> **REQUIRED ACTION**
Look for "dress" in the records and copy every line that has it.

**** RECORDS SUPPLIED

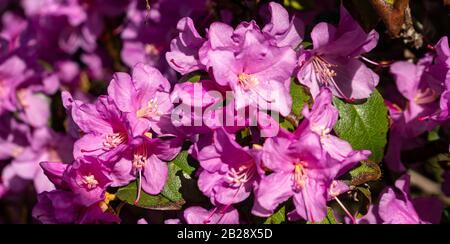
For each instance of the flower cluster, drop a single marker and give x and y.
(91, 108)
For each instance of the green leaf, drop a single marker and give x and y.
(365, 172)
(170, 198)
(363, 12)
(300, 97)
(328, 220)
(278, 217)
(434, 134)
(194, 77)
(365, 125)
(181, 161)
(295, 4)
(285, 124)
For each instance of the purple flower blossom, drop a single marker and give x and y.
(11, 75)
(300, 170)
(88, 179)
(183, 56)
(440, 70)
(397, 207)
(143, 161)
(107, 132)
(230, 172)
(218, 215)
(144, 98)
(321, 121)
(421, 91)
(334, 60)
(25, 164)
(60, 207)
(248, 62)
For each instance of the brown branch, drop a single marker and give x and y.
(428, 186)
(398, 20)
(393, 16)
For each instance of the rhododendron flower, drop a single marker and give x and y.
(230, 172)
(144, 97)
(440, 70)
(183, 56)
(11, 75)
(147, 35)
(285, 31)
(302, 170)
(247, 61)
(397, 207)
(321, 120)
(334, 60)
(218, 215)
(107, 132)
(60, 207)
(41, 147)
(88, 179)
(143, 161)
(421, 90)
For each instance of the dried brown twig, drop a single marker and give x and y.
(398, 20)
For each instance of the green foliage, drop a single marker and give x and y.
(278, 217)
(364, 125)
(170, 198)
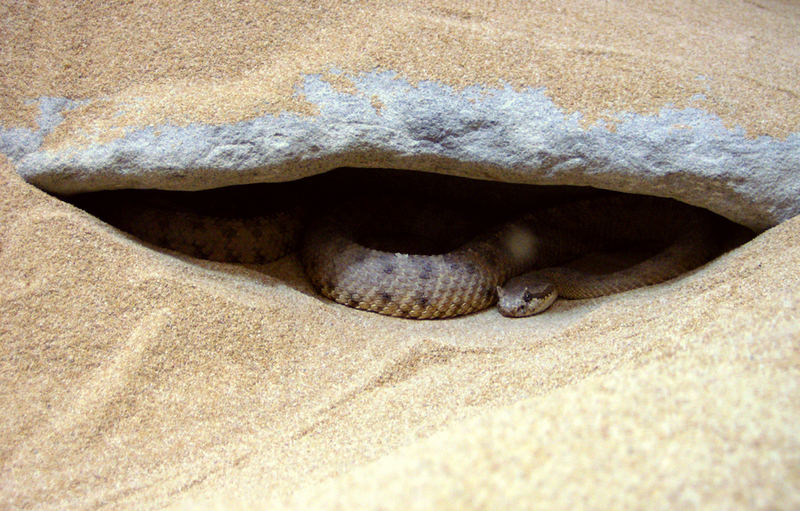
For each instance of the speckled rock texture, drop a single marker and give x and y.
(136, 378)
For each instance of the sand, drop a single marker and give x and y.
(136, 378)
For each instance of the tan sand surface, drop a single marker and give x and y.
(132, 378)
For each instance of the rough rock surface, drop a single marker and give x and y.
(135, 378)
(500, 134)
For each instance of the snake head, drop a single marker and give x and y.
(525, 295)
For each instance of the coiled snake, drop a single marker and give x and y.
(472, 276)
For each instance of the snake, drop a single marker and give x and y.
(522, 264)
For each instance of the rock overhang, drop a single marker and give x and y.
(502, 134)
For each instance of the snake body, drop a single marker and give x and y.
(495, 264)
(473, 276)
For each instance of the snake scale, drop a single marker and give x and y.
(520, 263)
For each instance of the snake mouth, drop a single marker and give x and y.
(429, 226)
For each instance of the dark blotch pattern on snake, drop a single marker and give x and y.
(468, 278)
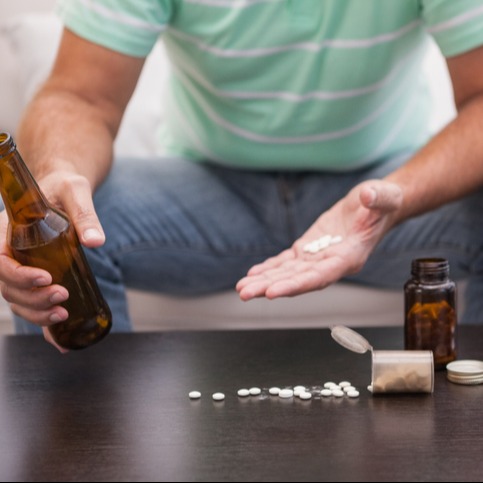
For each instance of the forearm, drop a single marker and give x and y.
(62, 132)
(449, 167)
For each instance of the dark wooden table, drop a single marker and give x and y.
(120, 411)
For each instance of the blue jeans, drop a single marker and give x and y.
(177, 227)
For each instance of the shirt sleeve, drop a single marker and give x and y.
(456, 25)
(131, 27)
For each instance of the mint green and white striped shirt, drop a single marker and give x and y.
(288, 84)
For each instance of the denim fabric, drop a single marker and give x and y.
(178, 227)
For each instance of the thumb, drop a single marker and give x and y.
(381, 195)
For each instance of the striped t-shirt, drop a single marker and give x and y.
(288, 84)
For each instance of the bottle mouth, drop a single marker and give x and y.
(6, 143)
(429, 265)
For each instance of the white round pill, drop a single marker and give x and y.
(349, 388)
(285, 393)
(218, 396)
(297, 390)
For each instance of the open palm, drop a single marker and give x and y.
(361, 219)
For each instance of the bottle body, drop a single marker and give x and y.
(430, 310)
(39, 235)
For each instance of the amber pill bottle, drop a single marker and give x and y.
(40, 235)
(430, 310)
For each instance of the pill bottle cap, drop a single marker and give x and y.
(350, 339)
(468, 372)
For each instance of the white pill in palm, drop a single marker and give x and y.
(335, 239)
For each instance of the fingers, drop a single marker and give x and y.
(272, 262)
(77, 202)
(381, 195)
(291, 279)
(39, 305)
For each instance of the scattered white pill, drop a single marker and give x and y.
(337, 392)
(218, 396)
(349, 388)
(297, 390)
(285, 393)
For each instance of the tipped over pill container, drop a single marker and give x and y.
(393, 371)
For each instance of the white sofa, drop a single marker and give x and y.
(29, 34)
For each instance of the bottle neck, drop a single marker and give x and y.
(23, 200)
(430, 270)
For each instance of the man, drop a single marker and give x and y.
(286, 121)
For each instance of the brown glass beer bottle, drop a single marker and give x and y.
(42, 236)
(430, 310)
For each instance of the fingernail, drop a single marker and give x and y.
(41, 282)
(57, 297)
(55, 318)
(92, 234)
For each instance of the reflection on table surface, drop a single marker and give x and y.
(120, 411)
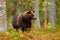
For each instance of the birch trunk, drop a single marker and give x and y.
(3, 18)
(52, 12)
(36, 8)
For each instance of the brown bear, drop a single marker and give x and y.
(23, 20)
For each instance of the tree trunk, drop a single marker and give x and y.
(3, 18)
(45, 14)
(52, 12)
(36, 9)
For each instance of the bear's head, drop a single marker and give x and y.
(29, 15)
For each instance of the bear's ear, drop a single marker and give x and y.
(28, 12)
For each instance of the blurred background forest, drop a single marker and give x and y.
(47, 11)
(47, 25)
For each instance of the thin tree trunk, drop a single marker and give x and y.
(52, 12)
(3, 18)
(45, 14)
(36, 8)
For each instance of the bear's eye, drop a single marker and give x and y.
(32, 15)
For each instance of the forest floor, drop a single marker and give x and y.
(42, 34)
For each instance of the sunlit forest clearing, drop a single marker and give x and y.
(45, 27)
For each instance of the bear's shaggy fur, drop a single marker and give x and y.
(23, 20)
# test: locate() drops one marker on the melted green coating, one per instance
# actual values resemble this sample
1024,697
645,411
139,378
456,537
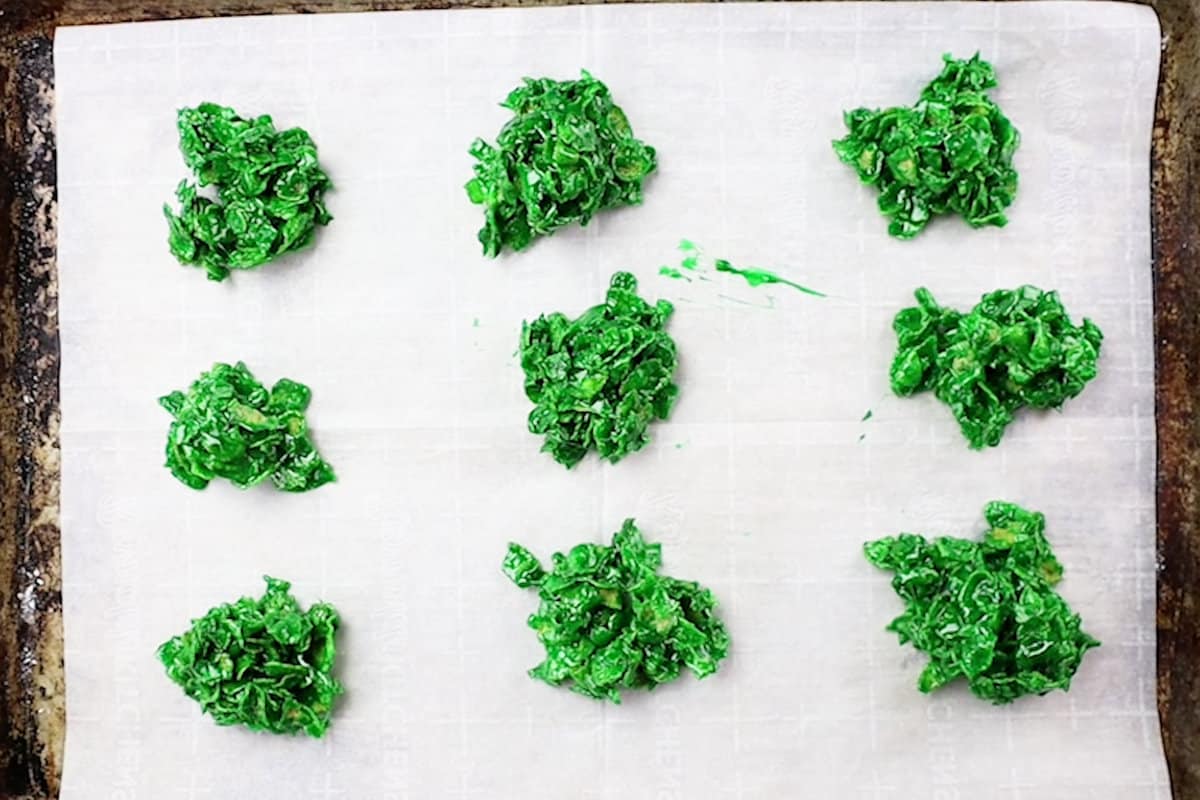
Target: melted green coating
1015,348
228,425
952,152
269,188
264,663
610,621
567,154
757,277
599,380
985,611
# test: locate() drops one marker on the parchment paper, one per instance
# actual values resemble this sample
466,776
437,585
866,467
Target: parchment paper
763,485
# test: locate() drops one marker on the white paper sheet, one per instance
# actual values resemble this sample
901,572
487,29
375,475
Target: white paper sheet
763,485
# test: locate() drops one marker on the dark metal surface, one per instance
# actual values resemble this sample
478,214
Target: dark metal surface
31,689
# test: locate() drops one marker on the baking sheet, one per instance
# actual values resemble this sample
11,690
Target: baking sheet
763,483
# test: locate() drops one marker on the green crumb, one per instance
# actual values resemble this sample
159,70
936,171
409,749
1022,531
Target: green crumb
610,621
1017,348
269,191
228,425
567,154
598,382
263,663
985,611
952,152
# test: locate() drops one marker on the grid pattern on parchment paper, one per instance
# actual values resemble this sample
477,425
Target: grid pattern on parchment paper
763,485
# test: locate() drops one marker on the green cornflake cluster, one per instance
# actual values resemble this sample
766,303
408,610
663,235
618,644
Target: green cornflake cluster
1015,348
263,663
228,425
610,621
985,611
269,191
567,154
599,380
952,152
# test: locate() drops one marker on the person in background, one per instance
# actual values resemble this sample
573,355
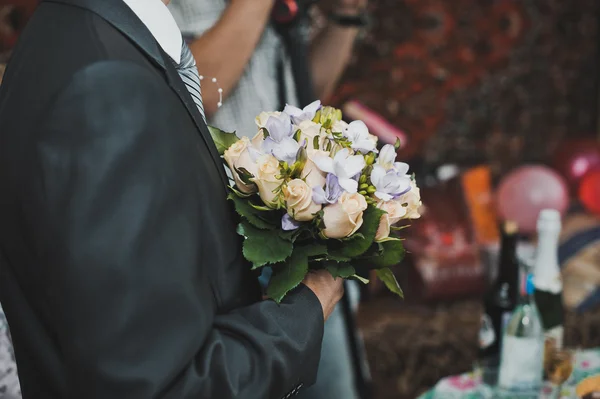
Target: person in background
236,43
9,381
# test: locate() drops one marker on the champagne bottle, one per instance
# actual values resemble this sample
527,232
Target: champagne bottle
548,283
500,301
522,360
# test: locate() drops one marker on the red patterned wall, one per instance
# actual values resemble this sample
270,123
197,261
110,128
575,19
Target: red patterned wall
471,80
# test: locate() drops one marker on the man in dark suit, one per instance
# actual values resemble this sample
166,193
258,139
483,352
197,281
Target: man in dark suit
121,272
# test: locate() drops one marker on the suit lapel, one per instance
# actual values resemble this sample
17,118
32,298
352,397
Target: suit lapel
179,87
118,14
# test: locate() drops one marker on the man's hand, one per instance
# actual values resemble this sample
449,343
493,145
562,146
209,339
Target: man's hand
326,288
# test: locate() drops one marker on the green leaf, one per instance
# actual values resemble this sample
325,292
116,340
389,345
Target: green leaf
390,281
245,176
288,275
397,144
223,140
343,270
245,209
335,256
389,239
259,207
359,278
365,237
263,247
315,250
390,254
239,193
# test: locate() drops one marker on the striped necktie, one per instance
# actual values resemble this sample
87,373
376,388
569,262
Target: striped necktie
189,74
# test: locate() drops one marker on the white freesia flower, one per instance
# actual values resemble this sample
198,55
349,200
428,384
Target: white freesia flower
263,117
395,212
387,159
308,131
411,201
339,127
299,115
344,166
299,203
358,134
389,184
314,176
345,217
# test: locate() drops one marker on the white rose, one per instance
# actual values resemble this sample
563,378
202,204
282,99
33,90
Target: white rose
374,139
314,176
345,217
411,201
261,120
299,203
238,156
395,213
258,139
384,228
266,180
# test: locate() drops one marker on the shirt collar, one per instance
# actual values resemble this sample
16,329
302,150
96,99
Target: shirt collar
159,21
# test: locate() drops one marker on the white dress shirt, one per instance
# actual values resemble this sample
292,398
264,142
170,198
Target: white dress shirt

********

> **THE COMPLETED TASK**
# test: locate() drops one marker on the white dress shirt, one per instance
Target: white dress shirt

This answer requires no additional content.